RECORDS PROVIDED |
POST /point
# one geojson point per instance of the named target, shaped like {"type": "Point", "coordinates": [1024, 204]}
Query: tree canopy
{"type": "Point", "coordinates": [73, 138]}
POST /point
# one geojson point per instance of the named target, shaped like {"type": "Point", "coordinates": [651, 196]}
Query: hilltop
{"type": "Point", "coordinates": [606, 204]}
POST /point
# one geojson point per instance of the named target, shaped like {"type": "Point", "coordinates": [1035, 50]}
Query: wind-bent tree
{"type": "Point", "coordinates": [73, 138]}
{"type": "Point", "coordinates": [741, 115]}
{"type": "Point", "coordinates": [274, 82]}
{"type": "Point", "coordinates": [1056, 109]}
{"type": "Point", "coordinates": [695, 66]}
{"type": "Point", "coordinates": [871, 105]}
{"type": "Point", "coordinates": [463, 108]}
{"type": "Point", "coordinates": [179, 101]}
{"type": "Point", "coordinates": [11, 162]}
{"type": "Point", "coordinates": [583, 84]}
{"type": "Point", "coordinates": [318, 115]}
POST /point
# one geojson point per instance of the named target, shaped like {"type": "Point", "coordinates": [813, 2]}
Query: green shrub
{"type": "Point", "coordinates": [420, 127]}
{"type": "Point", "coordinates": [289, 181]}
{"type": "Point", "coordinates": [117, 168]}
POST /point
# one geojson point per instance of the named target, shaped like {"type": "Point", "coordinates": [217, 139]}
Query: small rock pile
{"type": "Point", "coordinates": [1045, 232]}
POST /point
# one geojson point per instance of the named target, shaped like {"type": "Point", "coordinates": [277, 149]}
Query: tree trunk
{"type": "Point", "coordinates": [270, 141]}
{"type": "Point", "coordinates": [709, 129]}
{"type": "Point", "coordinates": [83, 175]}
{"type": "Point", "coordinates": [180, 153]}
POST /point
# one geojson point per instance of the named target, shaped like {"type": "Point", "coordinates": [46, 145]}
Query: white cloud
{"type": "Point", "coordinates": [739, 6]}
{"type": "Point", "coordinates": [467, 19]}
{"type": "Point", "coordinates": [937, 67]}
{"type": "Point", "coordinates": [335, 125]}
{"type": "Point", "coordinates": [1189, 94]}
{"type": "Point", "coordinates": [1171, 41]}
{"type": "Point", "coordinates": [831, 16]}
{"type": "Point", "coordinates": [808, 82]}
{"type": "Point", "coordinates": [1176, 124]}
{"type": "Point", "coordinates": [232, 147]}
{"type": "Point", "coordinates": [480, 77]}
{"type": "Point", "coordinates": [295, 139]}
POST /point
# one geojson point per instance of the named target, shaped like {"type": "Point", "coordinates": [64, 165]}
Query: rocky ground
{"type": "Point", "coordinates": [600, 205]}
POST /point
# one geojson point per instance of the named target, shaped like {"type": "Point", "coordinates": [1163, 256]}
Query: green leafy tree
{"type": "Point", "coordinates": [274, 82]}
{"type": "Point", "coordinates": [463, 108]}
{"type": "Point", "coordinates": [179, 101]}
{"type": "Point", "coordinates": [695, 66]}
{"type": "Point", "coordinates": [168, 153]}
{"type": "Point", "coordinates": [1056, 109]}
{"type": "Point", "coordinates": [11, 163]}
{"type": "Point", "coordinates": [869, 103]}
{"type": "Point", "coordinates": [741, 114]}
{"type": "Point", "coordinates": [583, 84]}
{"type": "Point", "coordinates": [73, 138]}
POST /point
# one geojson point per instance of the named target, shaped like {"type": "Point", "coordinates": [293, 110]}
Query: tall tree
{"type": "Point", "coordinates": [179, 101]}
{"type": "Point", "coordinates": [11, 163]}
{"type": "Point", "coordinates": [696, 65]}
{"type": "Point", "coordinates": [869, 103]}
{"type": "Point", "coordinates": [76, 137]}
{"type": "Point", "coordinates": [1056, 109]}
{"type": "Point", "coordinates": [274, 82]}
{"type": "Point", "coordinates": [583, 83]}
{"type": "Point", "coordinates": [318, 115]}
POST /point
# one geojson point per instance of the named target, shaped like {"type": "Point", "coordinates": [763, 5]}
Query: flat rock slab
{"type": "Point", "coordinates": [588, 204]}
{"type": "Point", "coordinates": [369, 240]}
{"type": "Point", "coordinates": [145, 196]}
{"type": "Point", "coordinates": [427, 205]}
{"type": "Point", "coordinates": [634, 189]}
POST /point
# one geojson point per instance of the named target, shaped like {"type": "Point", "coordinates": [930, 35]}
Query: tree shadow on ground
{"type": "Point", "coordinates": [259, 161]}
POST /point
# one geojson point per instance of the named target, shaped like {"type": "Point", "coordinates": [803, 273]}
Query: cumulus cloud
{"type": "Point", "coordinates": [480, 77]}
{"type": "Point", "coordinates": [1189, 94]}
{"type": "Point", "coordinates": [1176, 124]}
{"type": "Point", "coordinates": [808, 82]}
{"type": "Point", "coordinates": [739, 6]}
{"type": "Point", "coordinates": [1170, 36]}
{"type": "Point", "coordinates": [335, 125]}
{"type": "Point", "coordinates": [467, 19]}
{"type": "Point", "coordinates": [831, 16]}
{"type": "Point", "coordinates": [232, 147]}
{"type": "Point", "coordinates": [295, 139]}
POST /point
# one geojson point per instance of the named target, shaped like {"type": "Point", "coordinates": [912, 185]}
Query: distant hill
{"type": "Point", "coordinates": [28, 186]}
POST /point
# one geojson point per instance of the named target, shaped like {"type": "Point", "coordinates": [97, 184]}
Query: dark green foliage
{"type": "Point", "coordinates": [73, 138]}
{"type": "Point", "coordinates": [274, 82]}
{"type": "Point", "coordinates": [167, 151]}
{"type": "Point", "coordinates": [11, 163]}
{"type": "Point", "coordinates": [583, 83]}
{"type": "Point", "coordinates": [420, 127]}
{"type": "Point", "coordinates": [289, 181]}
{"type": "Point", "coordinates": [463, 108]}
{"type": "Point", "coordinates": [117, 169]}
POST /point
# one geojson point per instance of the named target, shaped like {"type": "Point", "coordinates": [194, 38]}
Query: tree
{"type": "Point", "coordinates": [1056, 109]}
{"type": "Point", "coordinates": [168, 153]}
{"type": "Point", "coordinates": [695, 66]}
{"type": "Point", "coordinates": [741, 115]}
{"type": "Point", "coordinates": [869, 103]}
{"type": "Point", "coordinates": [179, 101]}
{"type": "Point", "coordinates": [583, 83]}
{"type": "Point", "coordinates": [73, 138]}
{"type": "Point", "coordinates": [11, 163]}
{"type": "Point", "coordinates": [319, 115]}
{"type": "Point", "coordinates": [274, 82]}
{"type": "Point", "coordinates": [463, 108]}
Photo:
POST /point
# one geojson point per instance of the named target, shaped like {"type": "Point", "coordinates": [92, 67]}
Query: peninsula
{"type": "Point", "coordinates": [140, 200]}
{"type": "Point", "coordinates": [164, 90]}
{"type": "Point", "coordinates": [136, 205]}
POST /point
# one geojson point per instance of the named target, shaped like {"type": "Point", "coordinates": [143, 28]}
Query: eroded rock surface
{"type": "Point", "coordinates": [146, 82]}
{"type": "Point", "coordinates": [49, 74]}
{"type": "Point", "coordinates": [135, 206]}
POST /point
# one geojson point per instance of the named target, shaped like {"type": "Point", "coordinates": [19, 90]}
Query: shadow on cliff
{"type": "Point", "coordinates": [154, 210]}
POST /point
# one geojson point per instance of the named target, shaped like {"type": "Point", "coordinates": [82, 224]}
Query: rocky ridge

EXERCISE DETAILS |
Print the data above exactly.

RESPONSE TO THIS EXERCISE |
POST /point
# one geojson point per instance of the named target, shaped like {"type": "Point", "coordinates": [1024, 204]}
Query: tree canopy
{"type": "Point", "coordinates": [73, 138]}
POST /point
# one geojson point per instance of the named target, shaped like {"type": "Point", "coordinates": [651, 196]}
Query: hilltop
{"type": "Point", "coordinates": [606, 204]}
POST /point
# one geojson point per instance of the named target, shaped like {"type": "Point", "coordinates": [1035, 50]}
Query: wind-bent tree
{"type": "Point", "coordinates": [73, 138]}
{"type": "Point", "coordinates": [741, 115]}
{"type": "Point", "coordinates": [274, 82]}
{"type": "Point", "coordinates": [1056, 109]}
{"type": "Point", "coordinates": [695, 66]}
{"type": "Point", "coordinates": [871, 105]}
{"type": "Point", "coordinates": [463, 108]}
{"type": "Point", "coordinates": [179, 101]}
{"type": "Point", "coordinates": [11, 162]}
{"type": "Point", "coordinates": [583, 84]}
{"type": "Point", "coordinates": [318, 115]}
POST /point
# one geojson point per instance of the named target, shaped like {"type": "Point", "coordinates": [813, 2]}
Query: green shrub
{"type": "Point", "coordinates": [420, 127]}
{"type": "Point", "coordinates": [289, 181]}
{"type": "Point", "coordinates": [117, 168]}
POST /point
# one geojson point per instance of the named target, shaped like {"type": "Point", "coordinates": [217, 139]}
Query: small rock pile
{"type": "Point", "coordinates": [1045, 232]}
POST /point
# one geojson point per instance of the named target, shaped like {"type": "Point", "coordinates": [277, 149]}
Query: tree trunk
{"type": "Point", "coordinates": [270, 141]}
{"type": "Point", "coordinates": [709, 129]}
{"type": "Point", "coordinates": [83, 175]}
{"type": "Point", "coordinates": [180, 153]}
POST /point
# one geojson point per instance of the named target, shaped like {"type": "Point", "coordinates": [46, 145]}
Query: white cloud
{"type": "Point", "coordinates": [739, 6]}
{"type": "Point", "coordinates": [467, 19]}
{"type": "Point", "coordinates": [937, 67]}
{"type": "Point", "coordinates": [335, 125]}
{"type": "Point", "coordinates": [1189, 94]}
{"type": "Point", "coordinates": [1171, 41]}
{"type": "Point", "coordinates": [831, 16]}
{"type": "Point", "coordinates": [808, 82]}
{"type": "Point", "coordinates": [1176, 124]}
{"type": "Point", "coordinates": [232, 147]}
{"type": "Point", "coordinates": [480, 77]}
{"type": "Point", "coordinates": [295, 139]}
POST /point
# one geojson point per instance of the named target, shaped like {"type": "Point", "coordinates": [64, 165]}
Query: rocky ground
{"type": "Point", "coordinates": [600, 205]}
POST /point
# one geojson point per instance of the named target, shaped like {"type": "Point", "coordinates": [1163, 256]}
Query: green leafy tree
{"type": "Point", "coordinates": [274, 82]}
{"type": "Point", "coordinates": [463, 108]}
{"type": "Point", "coordinates": [179, 101]}
{"type": "Point", "coordinates": [695, 66]}
{"type": "Point", "coordinates": [168, 153]}
{"type": "Point", "coordinates": [1056, 109]}
{"type": "Point", "coordinates": [11, 163]}
{"type": "Point", "coordinates": [869, 103]}
{"type": "Point", "coordinates": [741, 114]}
{"type": "Point", "coordinates": [583, 84]}
{"type": "Point", "coordinates": [73, 138]}
POST /point
# one geojson point per instance of the named target, shaped like {"type": "Point", "coordinates": [293, 110]}
Query: tall tree
{"type": "Point", "coordinates": [179, 101]}
{"type": "Point", "coordinates": [11, 163]}
{"type": "Point", "coordinates": [696, 65]}
{"type": "Point", "coordinates": [869, 103]}
{"type": "Point", "coordinates": [76, 137]}
{"type": "Point", "coordinates": [1056, 109]}
{"type": "Point", "coordinates": [274, 82]}
{"type": "Point", "coordinates": [583, 83]}
{"type": "Point", "coordinates": [318, 115]}
POST /point
# one geojson point per instance of the named target, shaped like {"type": "Point", "coordinates": [763, 5]}
Query: flat rock slab
{"type": "Point", "coordinates": [588, 204]}
{"type": "Point", "coordinates": [369, 240]}
{"type": "Point", "coordinates": [145, 196]}
{"type": "Point", "coordinates": [427, 205]}
{"type": "Point", "coordinates": [634, 189]}
POST /point
# one geojson point per instance of the named target, shaped like {"type": "Point", "coordinates": [930, 35]}
Query: tree shadow on ground
{"type": "Point", "coordinates": [259, 161]}
POST /point
# one geojson point per instance of the named target, shaped like {"type": "Point", "coordinates": [803, 273]}
Query: cumulus cloud
{"type": "Point", "coordinates": [480, 77]}
{"type": "Point", "coordinates": [1189, 94]}
{"type": "Point", "coordinates": [1176, 124]}
{"type": "Point", "coordinates": [808, 82]}
{"type": "Point", "coordinates": [739, 6]}
{"type": "Point", "coordinates": [1170, 36]}
{"type": "Point", "coordinates": [335, 125]}
{"type": "Point", "coordinates": [467, 19]}
{"type": "Point", "coordinates": [831, 16]}
{"type": "Point", "coordinates": [232, 147]}
{"type": "Point", "coordinates": [295, 139]}
POST /point
# one geojson point per instance of the named target, shaped like {"type": "Point", "coordinates": [912, 185]}
Query: distant hill
{"type": "Point", "coordinates": [28, 186]}
POST /point
# one geojson point per instance of the named target, shaped like {"type": "Point", "coordinates": [97, 184]}
Query: dark green foliage
{"type": "Point", "coordinates": [73, 138]}
{"type": "Point", "coordinates": [274, 82]}
{"type": "Point", "coordinates": [167, 151]}
{"type": "Point", "coordinates": [11, 163]}
{"type": "Point", "coordinates": [583, 83]}
{"type": "Point", "coordinates": [420, 127]}
{"type": "Point", "coordinates": [289, 181]}
{"type": "Point", "coordinates": [463, 108]}
{"type": "Point", "coordinates": [117, 169]}
POST /point
# one geojson point per instance of the named target, shaped like {"type": "Point", "coordinates": [194, 38]}
Query: tree
{"type": "Point", "coordinates": [1056, 109]}
{"type": "Point", "coordinates": [168, 153]}
{"type": "Point", "coordinates": [695, 66]}
{"type": "Point", "coordinates": [741, 115]}
{"type": "Point", "coordinates": [869, 103]}
{"type": "Point", "coordinates": [179, 101]}
{"type": "Point", "coordinates": [583, 83]}
{"type": "Point", "coordinates": [73, 138]}
{"type": "Point", "coordinates": [11, 163]}
{"type": "Point", "coordinates": [319, 115]}
{"type": "Point", "coordinates": [274, 82]}
{"type": "Point", "coordinates": [463, 108]}
Photo:
POST /point
# one geojson point per instance of the named target, shaped like {"type": "Point", "coordinates": [92, 67]}
Query: peninsula
{"type": "Point", "coordinates": [140, 200]}
{"type": "Point", "coordinates": [164, 90]}
{"type": "Point", "coordinates": [136, 205]}
POST /point
# one geojson point per instance of the named target, shaped like {"type": "Point", "coordinates": [143, 28]}
Query: eroded rock surface
{"type": "Point", "coordinates": [146, 82]}
{"type": "Point", "coordinates": [49, 74]}
{"type": "Point", "coordinates": [135, 206]}
POST /point
# one geojson point per instance of the named target, shaped like {"type": "Point", "coordinates": [19, 90]}
Query: shadow on cliff
{"type": "Point", "coordinates": [154, 210]}
POST /point
# one geojson point per instance of the named target, shaped like {"type": "Point", "coordinates": [82, 224]}
Query: rocky ridge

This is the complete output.